Your goal ::
Could you pick up the piece on the Genesee County Pharmacists Association after its last sentence and keep writing it?

Local Pharmacy Association Successes and Challenges

In its short tenure as an active local, the GCPA has seen its share of successful and not-so-successful events.

In 2010, the Genesee County Pharmacists Association (GCPA) hasn’t been active for nearly 2 decades.

Work to rebuild it started that September. A website was created, organizational documents were drafted, and membership meetings were successfully attended. In May 2011, the Michigan Pharmacists Association (MPA) granted the GCPA active status again, and it became official in June 2011.

​​The GCPA was originally founded as the Flint Druggist Association in 1928. It changed its name to Genesee County Pharmaceutical Association in 1961. In reactivating, its current name was selected to fit the naming standards of other local associations.

Over the years, pharmacy practice has changed significantly. However, one thing remains the same: the efforts of local pharmacy associations are still one of the key ways advancements in the profession take place.

In its short tenure as an active local, the GCPA has seen its share of successful and not-so-successful events. Some of the unsuccessful events included a day-long Saturday continuing education (CE) program and a Halloween party.

The CE program had a fee associated with it, as the association was trying to cover its costs and potentially raise some dollars for future activities. Between the fee and consuming an entire weekend day, we could count the registrants on one hand and had to cancel the program. In the case of the Halloween party, there were too few registrants to justify the cost of food and entertainment.

From these unsuccessful events, we learned our members didn’t want to commit an entire day to CE, and asking for money at every event to cover our costs or to raise funds got old fast. We noticed it always helped to have more than one activity (eg, business meeting, CE) at an event to draw more attendees.

So, we tried out evening CE dinner programs. The CE and food were free, and the programs were only about an hour long. We saw 15 to 20 attendees, on average, which largely outnumbered that Saturday program. We tried to offset the costs with “booth sponsors” outside the program, but if we didn’t find one, the show went on.

Collected data:
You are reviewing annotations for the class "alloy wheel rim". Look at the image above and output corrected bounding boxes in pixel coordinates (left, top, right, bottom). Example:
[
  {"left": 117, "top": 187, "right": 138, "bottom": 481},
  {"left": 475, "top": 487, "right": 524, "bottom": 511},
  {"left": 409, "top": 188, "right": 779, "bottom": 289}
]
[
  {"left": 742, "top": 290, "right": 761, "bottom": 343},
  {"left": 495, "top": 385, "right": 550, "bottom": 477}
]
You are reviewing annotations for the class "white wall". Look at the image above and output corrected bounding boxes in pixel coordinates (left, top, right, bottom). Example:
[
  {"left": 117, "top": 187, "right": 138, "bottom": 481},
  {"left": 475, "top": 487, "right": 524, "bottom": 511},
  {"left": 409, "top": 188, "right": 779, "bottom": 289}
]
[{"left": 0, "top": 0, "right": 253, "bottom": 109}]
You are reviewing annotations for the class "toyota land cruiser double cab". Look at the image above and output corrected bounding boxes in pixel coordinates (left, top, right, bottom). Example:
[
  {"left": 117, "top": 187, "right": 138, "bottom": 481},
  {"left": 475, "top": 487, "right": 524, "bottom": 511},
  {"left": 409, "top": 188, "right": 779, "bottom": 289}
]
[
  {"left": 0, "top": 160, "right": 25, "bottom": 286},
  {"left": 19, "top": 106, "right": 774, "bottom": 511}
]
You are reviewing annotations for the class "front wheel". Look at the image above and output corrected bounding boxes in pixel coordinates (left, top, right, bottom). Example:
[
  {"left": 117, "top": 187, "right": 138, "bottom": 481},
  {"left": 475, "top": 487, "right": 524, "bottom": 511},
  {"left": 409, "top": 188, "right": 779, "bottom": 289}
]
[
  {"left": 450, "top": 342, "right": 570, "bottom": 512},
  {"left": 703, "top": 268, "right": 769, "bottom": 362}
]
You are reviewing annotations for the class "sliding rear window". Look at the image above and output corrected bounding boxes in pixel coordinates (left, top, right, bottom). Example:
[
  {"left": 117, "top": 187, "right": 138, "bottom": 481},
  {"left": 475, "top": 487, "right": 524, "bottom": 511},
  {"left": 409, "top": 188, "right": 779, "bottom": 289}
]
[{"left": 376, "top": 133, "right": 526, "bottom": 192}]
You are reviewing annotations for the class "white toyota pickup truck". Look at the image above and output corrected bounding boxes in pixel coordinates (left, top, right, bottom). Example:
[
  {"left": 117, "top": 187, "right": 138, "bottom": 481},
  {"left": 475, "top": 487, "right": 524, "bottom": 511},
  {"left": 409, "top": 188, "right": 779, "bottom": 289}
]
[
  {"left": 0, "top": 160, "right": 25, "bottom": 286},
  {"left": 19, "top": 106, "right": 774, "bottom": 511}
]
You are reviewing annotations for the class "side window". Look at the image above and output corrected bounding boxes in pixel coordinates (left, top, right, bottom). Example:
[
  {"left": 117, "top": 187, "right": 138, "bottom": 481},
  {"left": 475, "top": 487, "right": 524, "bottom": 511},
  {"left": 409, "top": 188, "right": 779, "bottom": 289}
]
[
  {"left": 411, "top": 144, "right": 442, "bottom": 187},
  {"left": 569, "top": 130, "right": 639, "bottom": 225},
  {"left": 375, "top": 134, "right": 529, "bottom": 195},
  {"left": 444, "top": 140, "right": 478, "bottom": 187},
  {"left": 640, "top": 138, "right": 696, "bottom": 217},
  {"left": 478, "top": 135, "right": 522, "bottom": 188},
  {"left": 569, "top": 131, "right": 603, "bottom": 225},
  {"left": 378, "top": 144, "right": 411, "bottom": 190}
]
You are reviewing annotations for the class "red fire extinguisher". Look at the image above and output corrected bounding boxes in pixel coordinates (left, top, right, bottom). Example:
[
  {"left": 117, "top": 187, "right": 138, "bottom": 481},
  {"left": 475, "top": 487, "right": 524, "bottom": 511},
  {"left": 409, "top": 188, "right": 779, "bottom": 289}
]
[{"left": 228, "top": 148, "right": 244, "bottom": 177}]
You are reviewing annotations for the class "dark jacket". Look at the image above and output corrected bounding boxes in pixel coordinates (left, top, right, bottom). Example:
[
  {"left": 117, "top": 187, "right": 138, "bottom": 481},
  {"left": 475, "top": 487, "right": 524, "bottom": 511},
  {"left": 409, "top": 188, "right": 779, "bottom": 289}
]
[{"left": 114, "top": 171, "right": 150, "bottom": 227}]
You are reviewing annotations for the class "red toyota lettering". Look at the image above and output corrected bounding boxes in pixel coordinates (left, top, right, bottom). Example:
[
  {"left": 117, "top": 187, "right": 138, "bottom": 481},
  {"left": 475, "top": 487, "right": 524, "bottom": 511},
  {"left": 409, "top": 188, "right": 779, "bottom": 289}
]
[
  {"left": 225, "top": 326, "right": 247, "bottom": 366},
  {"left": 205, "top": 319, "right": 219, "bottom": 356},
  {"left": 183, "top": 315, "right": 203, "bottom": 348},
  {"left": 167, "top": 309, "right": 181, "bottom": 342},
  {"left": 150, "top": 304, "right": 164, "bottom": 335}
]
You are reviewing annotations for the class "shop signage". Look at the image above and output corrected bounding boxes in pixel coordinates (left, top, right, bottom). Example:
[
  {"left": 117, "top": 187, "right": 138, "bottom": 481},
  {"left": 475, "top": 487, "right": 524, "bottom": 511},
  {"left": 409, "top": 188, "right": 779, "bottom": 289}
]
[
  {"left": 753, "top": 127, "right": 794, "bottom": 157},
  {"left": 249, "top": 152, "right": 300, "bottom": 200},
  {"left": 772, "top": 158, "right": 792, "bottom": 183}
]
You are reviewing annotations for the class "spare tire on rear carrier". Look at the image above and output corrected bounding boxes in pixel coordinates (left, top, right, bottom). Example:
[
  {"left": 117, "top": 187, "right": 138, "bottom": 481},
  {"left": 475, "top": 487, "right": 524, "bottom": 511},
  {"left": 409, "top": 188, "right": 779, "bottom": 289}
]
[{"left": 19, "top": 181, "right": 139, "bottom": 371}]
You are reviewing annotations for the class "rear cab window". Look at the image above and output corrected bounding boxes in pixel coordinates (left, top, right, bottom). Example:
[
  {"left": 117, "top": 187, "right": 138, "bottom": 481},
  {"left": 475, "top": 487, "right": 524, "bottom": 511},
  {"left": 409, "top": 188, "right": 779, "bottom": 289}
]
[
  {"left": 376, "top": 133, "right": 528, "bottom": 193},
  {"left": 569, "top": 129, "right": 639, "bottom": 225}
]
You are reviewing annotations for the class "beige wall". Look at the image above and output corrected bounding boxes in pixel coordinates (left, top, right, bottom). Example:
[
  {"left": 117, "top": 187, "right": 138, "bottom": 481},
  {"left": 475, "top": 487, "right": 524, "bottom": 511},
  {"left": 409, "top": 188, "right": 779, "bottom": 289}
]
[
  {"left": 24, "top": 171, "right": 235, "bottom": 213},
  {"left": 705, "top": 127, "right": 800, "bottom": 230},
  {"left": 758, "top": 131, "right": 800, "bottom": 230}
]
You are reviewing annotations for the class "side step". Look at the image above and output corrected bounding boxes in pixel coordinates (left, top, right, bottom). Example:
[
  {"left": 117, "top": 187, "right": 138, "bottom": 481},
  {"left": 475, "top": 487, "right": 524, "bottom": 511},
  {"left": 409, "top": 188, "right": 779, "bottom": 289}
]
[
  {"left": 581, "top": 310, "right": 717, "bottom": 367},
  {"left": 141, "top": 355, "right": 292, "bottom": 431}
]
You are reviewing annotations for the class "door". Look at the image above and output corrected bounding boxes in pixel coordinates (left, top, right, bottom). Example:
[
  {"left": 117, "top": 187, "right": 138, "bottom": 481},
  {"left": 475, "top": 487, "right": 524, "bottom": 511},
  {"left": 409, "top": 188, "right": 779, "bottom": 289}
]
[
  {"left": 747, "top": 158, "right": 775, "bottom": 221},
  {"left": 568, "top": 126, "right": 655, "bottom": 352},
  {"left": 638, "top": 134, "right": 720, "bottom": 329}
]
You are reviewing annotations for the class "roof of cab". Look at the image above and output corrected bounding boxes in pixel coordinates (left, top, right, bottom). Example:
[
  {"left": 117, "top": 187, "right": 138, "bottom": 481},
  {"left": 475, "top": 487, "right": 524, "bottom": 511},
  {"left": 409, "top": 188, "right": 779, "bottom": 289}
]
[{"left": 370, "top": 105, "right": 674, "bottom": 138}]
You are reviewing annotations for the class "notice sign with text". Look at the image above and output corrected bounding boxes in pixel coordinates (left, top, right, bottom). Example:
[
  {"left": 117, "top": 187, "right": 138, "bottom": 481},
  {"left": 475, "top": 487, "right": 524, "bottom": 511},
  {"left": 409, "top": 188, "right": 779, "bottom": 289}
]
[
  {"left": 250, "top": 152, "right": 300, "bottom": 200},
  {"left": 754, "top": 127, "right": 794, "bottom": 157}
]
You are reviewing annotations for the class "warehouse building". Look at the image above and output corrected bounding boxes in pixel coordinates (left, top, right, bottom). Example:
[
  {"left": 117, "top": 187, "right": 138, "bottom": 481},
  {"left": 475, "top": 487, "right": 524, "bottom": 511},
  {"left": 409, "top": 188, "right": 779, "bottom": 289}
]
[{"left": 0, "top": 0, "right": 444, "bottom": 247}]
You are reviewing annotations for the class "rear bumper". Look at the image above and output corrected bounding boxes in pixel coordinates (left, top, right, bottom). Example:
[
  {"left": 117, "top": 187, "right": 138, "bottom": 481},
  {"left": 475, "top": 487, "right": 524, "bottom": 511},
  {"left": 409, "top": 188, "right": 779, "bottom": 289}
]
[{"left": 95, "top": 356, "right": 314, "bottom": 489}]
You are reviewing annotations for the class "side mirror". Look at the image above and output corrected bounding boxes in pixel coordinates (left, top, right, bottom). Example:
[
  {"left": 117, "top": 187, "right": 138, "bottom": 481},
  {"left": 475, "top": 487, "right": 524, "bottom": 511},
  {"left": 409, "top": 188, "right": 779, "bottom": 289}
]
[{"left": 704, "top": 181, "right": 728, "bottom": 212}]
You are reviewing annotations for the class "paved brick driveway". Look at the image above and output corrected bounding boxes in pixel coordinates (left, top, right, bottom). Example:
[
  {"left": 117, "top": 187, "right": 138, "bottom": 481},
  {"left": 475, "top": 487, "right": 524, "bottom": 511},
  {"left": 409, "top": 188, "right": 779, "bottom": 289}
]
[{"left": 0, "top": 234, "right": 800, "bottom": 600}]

---

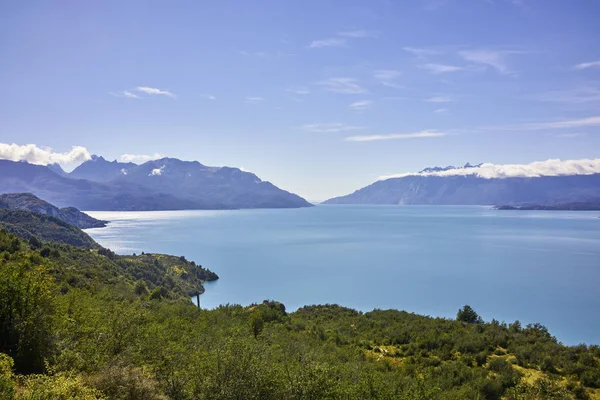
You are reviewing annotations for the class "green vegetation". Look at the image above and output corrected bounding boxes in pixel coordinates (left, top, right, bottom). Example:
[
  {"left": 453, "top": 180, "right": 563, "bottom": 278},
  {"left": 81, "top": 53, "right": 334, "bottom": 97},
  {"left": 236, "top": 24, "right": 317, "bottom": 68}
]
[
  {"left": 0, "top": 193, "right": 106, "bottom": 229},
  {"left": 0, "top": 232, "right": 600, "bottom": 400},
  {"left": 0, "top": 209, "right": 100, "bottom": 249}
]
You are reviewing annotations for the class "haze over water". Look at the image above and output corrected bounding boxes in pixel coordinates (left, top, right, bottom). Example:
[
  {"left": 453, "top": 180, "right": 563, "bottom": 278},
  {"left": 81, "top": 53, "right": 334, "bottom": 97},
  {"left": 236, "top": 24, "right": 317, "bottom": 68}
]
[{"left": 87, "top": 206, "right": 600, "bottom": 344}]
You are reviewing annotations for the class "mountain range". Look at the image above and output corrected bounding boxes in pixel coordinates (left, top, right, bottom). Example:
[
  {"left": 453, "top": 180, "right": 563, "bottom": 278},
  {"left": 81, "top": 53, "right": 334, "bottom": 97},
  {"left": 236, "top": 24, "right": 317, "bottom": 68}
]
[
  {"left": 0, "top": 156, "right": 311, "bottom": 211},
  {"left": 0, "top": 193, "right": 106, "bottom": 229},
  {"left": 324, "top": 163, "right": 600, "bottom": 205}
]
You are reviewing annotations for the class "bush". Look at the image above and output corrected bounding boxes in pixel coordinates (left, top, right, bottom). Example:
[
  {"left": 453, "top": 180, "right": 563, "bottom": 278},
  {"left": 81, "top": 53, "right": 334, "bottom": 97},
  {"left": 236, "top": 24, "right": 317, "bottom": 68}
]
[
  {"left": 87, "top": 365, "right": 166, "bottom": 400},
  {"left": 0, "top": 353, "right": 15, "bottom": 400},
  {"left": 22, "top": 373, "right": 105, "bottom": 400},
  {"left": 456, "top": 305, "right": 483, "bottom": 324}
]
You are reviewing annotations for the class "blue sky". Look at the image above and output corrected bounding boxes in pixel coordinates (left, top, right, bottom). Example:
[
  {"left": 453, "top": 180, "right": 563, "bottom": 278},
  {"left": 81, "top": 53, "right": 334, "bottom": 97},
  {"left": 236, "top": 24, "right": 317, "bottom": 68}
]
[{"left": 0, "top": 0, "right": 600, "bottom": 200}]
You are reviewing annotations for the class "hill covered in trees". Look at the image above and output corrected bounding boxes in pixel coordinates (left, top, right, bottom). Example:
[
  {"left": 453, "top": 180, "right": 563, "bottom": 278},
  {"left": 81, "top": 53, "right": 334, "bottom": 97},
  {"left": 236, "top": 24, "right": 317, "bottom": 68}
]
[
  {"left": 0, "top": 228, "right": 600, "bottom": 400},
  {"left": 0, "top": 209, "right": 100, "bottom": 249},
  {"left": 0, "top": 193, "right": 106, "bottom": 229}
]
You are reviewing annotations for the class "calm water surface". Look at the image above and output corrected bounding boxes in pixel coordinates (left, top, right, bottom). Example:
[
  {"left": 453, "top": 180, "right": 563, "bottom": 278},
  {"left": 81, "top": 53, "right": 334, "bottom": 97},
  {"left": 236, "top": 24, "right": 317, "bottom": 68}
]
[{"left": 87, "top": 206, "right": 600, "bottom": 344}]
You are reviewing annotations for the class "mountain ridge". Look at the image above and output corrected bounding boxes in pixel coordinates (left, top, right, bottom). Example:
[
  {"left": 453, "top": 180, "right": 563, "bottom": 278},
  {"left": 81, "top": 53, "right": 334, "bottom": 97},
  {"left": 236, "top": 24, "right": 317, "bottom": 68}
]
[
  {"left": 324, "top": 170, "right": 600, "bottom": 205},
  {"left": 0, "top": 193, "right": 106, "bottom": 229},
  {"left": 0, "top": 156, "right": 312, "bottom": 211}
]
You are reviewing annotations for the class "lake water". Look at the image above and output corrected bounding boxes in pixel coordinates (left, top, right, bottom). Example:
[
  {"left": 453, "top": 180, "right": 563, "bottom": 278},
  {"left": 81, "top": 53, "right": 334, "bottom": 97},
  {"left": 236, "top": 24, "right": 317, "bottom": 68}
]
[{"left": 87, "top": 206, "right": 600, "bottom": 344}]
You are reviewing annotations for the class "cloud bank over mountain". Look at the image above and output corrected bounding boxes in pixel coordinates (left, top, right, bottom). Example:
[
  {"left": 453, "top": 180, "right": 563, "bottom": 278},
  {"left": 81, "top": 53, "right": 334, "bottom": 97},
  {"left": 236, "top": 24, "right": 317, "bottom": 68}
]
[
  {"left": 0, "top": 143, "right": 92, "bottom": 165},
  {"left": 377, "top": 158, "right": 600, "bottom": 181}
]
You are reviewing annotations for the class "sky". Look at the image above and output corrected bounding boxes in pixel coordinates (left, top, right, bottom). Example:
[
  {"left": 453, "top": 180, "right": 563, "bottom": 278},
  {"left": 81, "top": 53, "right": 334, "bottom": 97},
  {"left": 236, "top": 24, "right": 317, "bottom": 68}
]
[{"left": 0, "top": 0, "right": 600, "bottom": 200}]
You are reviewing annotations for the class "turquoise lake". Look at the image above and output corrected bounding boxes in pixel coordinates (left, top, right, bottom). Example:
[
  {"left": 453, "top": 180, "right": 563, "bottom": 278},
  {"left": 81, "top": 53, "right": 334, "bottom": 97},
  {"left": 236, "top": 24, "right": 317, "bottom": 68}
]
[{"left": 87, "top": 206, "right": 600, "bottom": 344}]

Expected answer ::
Realizing we needed funds, but not wanting to ask members to pay to attend each of our programs, we established the GCPA golf scramble as our primary means of supporting operations throughout the year. We wanted to keep pricing reasonable, give a lot for a little, and keep our risk low. We depended a lot on sponsors, donors, and volunteers. One of our members was also a member of a local golf club, so we were able to use the facilities at no charge.

We played on a Saturday in early September, so we didn’t compete with summer vacations and the club’s avid golfers. This meant we were limited in the number of golfers, but that was ok because it made it easier to fill up. For $100, players got lunch, dinner, 18 holes with a cart, driving range use before tee time, raffle tickets, a goodie bag, and a great time. We gained more sponsors each year and correspondingly raised more funds. Volunteers staffed the holes, delivered food, assembled the goodie bags, and took photos. The event now called the Spud Software Scramble for GCPA will be in its fifth year on September 10, 2016.

This is just a snippet of the GCPA in recent years. There are a lot of murmurs about other local associations being formed or reactivating. Your state pharmacy association is a great resource for helping to get a local going. Although it may take some time upfront, getting to work with local leaders (like those of the GCPA) can make it a rewarding experience.